To say that Americans are too obsessed with their jobs is not an exaggeration. Vox magazine has an interesting take on Americans and work, and especially the relationship between the two once the pandemic lock down began. Though everything else in life fell away, like dinner with friends, going to sporting events, watching movies, and the like, Americans kept on working. “America has treated work as a sacred object throughout this past year, as something that is valuable for its own sake: more valuable than the money with which it is meant to provide us, more valuable than contact with our loved ones, than our mental health, than our lives, than the lives of our neighbors. We have treated work as something to be taken home and cherished. Work is our lover. And this year, we took it to bed.”

Despite the difficulties of the pandemic, the total change in the American way of life has certainly offered clarity, and the emphasis of Americans on work is one element of life that has been in the spotlight. A study in 2011 by author Melissa Gregg published in Work’s Intimacy says that mobile technology like smartphones and laptops, along with Wi-Fi, makes American’s lives more work-centric. We can “check in at the office” any time of day or night, and that ease of access can really skew a person’s prioritized use of time. But now that “normal life” has imploded, Americans are re-thinking how much emphasis work should have in their lives, and turning to family, hobbies, and relaxing in place of the frantic work motif.

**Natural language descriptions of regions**

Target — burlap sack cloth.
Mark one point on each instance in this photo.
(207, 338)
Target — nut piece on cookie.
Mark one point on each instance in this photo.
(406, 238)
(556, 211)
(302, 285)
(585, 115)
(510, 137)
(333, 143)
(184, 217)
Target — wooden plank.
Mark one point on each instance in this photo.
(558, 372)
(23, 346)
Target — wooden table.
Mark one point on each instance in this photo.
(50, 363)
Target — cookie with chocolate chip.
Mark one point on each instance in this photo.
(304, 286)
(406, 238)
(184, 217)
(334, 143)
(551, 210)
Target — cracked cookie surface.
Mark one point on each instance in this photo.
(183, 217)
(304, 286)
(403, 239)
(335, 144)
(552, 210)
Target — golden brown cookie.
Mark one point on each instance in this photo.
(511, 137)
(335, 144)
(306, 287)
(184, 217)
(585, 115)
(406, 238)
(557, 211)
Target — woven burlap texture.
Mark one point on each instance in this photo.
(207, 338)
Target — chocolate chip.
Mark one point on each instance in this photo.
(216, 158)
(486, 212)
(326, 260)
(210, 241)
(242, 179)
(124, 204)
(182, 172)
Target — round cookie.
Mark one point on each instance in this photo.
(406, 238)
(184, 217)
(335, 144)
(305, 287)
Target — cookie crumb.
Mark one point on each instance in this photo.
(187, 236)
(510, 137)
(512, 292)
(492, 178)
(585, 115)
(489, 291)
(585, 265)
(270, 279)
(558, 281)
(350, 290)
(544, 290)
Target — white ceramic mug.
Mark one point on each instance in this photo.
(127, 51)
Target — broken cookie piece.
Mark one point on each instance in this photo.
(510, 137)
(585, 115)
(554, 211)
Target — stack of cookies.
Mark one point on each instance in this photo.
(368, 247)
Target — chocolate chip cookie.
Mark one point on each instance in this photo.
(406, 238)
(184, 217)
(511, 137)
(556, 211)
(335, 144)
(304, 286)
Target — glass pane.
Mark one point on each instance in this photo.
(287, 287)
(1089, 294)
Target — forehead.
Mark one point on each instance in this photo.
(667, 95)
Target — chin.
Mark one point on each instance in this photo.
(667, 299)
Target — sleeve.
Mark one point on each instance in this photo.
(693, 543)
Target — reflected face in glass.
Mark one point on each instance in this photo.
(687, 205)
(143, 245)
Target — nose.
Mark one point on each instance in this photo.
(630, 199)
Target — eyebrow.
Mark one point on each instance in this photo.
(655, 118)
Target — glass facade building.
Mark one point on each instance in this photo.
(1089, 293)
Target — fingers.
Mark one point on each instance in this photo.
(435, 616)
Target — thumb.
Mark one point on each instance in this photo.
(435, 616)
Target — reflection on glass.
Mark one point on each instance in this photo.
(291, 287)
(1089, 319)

**Task list**
**1)** Answer these questions from the text about Americans and work:
(a) Which magazine's take on Americans and work does the text mention?
(b) In what year was Melissa Gregg's study published?
(c) Which technologies does that study say make American lives more work-centric?
**2)** Write a continuation of the text about Americans and work, starting after its final sentence.
The lines are not needed for anything here.

**Written responses**
**1)**
(a) Vox magazine
(b) 2011
(c) Mobile technology like smartphones and laptops, along with Wi-Fi

**2)**
What Works Elsewhere

Most of the world does not work as hard as Americans do, and there are some innovative strategies that different countries implement so that workers get regular breaks and family time is respected. In Iceland, for instance, workers have a more life-giving workweek, which a large-scale study has recently borne out.

The Washington Post reported on the success of the four-day workweek experiment in Iceland, and the findings showed that the shorter workweek led to a more positive feeling for the workers, who experienced less stress and more balance.

“This study shows that the world’s largest ever trial of a shorter working week in the public sector was by all measures an overwhelming success,” said Will Stronge, director of research at the think tank Autonomy, adding that the program serves as a “landmark pilot” that provides a “precedent for other public authorities.”

“This [reduction in hours] shows increased respect for the individual. That we are not just machines that just work… all day. Then sleep and get back to work. [But that] we are persons with desires and private lives, families and hobbies,” said one participant.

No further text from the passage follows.